[start of Data excerpts]
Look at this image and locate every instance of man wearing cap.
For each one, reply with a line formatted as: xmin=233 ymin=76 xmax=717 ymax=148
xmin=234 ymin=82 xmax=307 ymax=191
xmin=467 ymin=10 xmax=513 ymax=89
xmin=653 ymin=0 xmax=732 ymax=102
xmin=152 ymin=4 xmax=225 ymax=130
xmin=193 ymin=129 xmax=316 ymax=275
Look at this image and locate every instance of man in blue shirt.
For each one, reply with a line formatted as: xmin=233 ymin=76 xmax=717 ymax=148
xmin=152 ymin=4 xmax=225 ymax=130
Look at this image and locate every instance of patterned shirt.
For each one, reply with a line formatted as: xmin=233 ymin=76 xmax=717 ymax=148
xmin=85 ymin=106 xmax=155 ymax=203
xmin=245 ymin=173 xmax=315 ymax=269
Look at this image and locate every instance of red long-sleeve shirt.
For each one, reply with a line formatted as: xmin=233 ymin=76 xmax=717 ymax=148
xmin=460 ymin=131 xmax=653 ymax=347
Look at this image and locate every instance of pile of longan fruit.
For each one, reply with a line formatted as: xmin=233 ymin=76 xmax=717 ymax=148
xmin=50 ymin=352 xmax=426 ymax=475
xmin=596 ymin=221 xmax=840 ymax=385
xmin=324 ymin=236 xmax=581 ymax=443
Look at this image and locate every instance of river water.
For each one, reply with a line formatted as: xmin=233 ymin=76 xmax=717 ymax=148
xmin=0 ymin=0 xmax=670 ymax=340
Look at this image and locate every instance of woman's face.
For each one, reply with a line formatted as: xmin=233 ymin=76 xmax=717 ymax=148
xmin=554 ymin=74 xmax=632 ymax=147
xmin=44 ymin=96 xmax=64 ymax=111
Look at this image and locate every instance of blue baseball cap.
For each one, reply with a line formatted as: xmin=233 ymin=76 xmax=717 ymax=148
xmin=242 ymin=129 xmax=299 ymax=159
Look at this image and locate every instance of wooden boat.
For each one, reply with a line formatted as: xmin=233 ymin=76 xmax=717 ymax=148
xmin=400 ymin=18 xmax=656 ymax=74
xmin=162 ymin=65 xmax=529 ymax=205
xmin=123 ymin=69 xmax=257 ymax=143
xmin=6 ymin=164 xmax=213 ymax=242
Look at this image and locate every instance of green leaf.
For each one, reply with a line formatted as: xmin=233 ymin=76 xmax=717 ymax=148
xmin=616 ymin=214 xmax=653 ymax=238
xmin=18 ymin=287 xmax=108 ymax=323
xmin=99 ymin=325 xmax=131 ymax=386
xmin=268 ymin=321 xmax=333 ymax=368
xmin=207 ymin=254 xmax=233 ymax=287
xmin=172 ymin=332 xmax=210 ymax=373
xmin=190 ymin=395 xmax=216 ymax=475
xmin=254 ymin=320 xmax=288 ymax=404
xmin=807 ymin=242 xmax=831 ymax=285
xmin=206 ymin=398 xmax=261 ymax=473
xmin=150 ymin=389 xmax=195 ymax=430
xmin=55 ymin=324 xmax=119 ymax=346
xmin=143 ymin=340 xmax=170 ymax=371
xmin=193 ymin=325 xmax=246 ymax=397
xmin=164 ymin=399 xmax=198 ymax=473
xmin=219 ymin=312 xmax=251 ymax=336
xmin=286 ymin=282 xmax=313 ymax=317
[end of Data excerpts]
# Given instruction:
Put every line of the data above into a JSON array of strings, one string per line, skipping any blank lines.

# Exercise solution:
[
  "Look at this image and locate every instance of man wearing cap.",
  "For each one, reply with a line formatted as: xmin=233 ymin=76 xmax=717 ymax=148",
  "xmin=234 ymin=82 xmax=307 ymax=191",
  "xmin=467 ymin=10 xmax=513 ymax=89",
  "xmin=653 ymin=0 xmax=732 ymax=102",
  "xmin=152 ymin=4 xmax=225 ymax=130",
  "xmin=193 ymin=129 xmax=316 ymax=275",
  "Look at this image and locate every instance of man in blue shirt.",
  "For each one, reply with a line formatted as: xmin=233 ymin=76 xmax=717 ymax=148",
  "xmin=152 ymin=4 xmax=225 ymax=130",
  "Look at this image and locate every instance of patterned shirt.",
  "For each one, reply with a line formatted as: xmin=233 ymin=76 xmax=717 ymax=148",
  "xmin=85 ymin=106 xmax=155 ymax=203",
  "xmin=245 ymin=173 xmax=315 ymax=269",
  "Look at this image and locate every instance of red long-sleeve shirt.",
  "For each one, reply with a line formatted as: xmin=233 ymin=76 xmax=717 ymax=148",
  "xmin=460 ymin=131 xmax=653 ymax=347",
  "Look at this image and locate every instance of pile of longan fruit.",
  "For each one, reply with a line formatted as: xmin=233 ymin=76 xmax=717 ymax=148",
  "xmin=50 ymin=352 xmax=426 ymax=475",
  "xmin=596 ymin=221 xmax=840 ymax=385",
  "xmin=324 ymin=236 xmax=581 ymax=443",
  "Look at this image and locate every instance of river water.",
  "For each one, reply with a line formatted as: xmin=233 ymin=76 xmax=717 ymax=148",
  "xmin=0 ymin=0 xmax=670 ymax=340",
  "Look at this image and locate every instance of woman's face.",
  "For each one, reply with a line formatted as: xmin=233 ymin=76 xmax=717 ymax=148",
  "xmin=554 ymin=74 xmax=632 ymax=147",
  "xmin=44 ymin=96 xmax=64 ymax=111",
  "Look at this image and locate every instance of blue baseball cap.",
  "For each one, reply with a line formatted as: xmin=233 ymin=76 xmax=717 ymax=148",
  "xmin=242 ymin=129 xmax=299 ymax=159",
  "Look at this image and locate every instance of wooden boat.",
  "For each one, reply with a line formatted as: xmin=233 ymin=76 xmax=717 ymax=148",
  "xmin=400 ymin=18 xmax=656 ymax=74",
  "xmin=162 ymin=65 xmax=529 ymax=205",
  "xmin=123 ymin=69 xmax=257 ymax=143",
  "xmin=6 ymin=164 xmax=213 ymax=242",
  "Look at this image and locate every instance of green leaf.",
  "For each one, reply with a line formatted as: xmin=233 ymin=76 xmax=717 ymax=148",
  "xmin=616 ymin=214 xmax=653 ymax=238",
  "xmin=18 ymin=287 xmax=108 ymax=323",
  "xmin=99 ymin=325 xmax=131 ymax=386",
  "xmin=268 ymin=321 xmax=333 ymax=368",
  "xmin=207 ymin=254 xmax=233 ymax=287",
  "xmin=172 ymin=332 xmax=210 ymax=373",
  "xmin=190 ymin=395 xmax=216 ymax=475",
  "xmin=254 ymin=320 xmax=288 ymax=404",
  "xmin=807 ymin=242 xmax=831 ymax=285",
  "xmin=206 ymin=398 xmax=261 ymax=473",
  "xmin=150 ymin=389 xmax=195 ymax=430",
  "xmin=55 ymin=324 xmax=119 ymax=346",
  "xmin=143 ymin=340 xmax=170 ymax=371",
  "xmin=193 ymin=325 xmax=246 ymax=397",
  "xmin=164 ymin=399 xmax=198 ymax=473",
  "xmin=219 ymin=312 xmax=251 ymax=336",
  "xmin=286 ymin=282 xmax=313 ymax=317"
]